* **WORK REQUIRED**
Report each line in the rows below that includes the string "door", copied in full. Matching is case-sensitive.

== MATERIAL FOR THE TASK

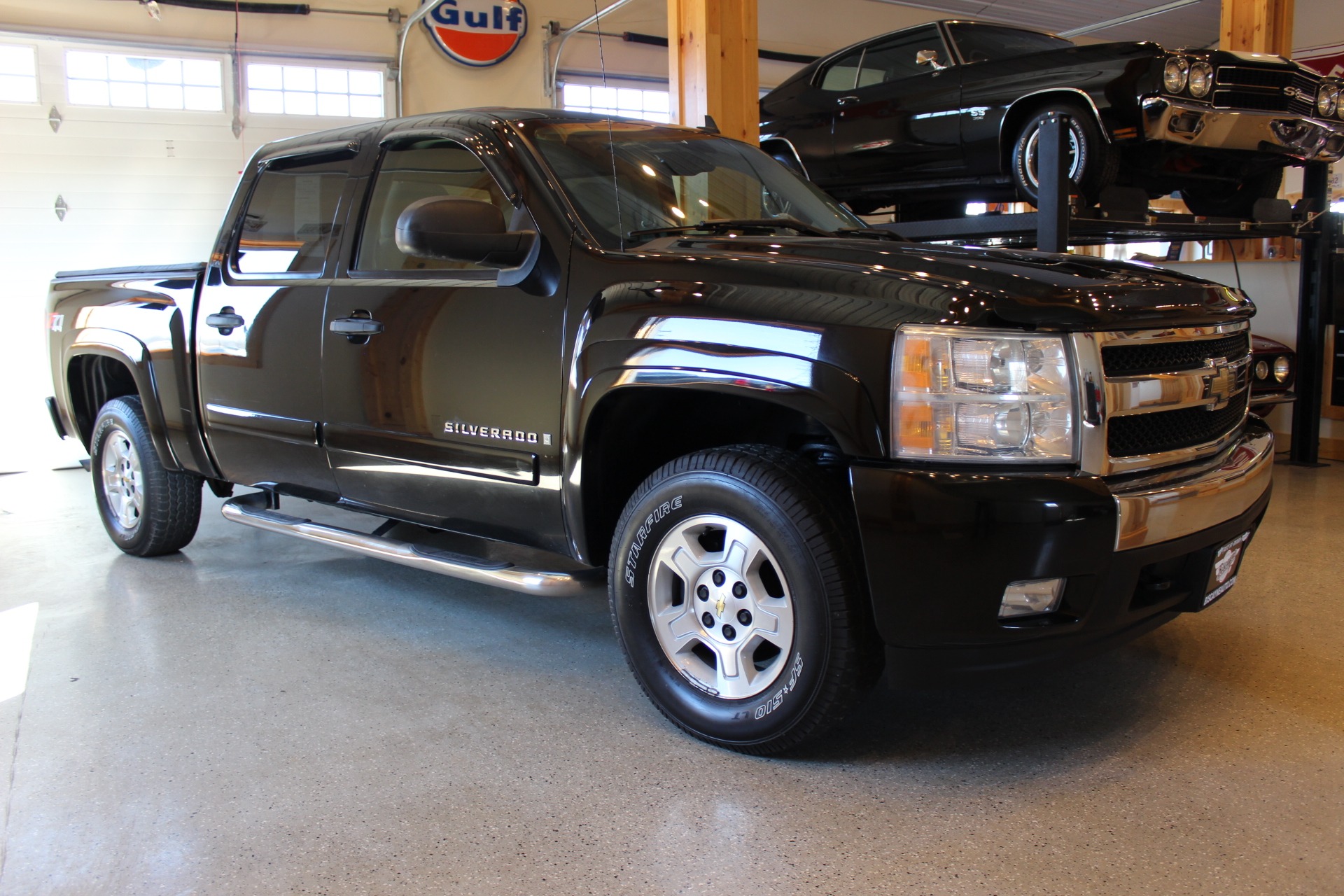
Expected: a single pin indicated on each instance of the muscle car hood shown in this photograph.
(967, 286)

====
== MATERIAL FOR THE TASK

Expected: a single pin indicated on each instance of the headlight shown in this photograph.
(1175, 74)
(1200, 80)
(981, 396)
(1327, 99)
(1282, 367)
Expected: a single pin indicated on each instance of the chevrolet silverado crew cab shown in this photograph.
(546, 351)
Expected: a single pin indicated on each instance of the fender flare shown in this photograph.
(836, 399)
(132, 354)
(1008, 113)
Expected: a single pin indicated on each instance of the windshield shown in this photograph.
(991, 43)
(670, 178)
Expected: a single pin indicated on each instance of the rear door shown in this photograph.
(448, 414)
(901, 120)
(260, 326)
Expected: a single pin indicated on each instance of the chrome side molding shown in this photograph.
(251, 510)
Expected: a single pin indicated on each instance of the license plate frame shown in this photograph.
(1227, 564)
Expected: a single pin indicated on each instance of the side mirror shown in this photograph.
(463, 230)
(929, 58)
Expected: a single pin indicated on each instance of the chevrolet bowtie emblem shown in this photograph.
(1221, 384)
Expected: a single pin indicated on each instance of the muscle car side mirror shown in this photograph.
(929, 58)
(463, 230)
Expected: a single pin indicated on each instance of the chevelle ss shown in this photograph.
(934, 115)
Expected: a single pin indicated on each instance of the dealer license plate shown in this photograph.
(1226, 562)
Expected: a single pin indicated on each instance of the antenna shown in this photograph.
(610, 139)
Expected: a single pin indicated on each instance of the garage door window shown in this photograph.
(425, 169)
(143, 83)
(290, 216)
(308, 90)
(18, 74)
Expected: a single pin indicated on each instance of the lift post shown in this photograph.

====

* **ANSWER TO THIS TASK**
Expected: a single pin indicated on each instance of the rear door shown in this photograph.
Expected: a single pin indicated on each instance of the garage door window shown in this photograph.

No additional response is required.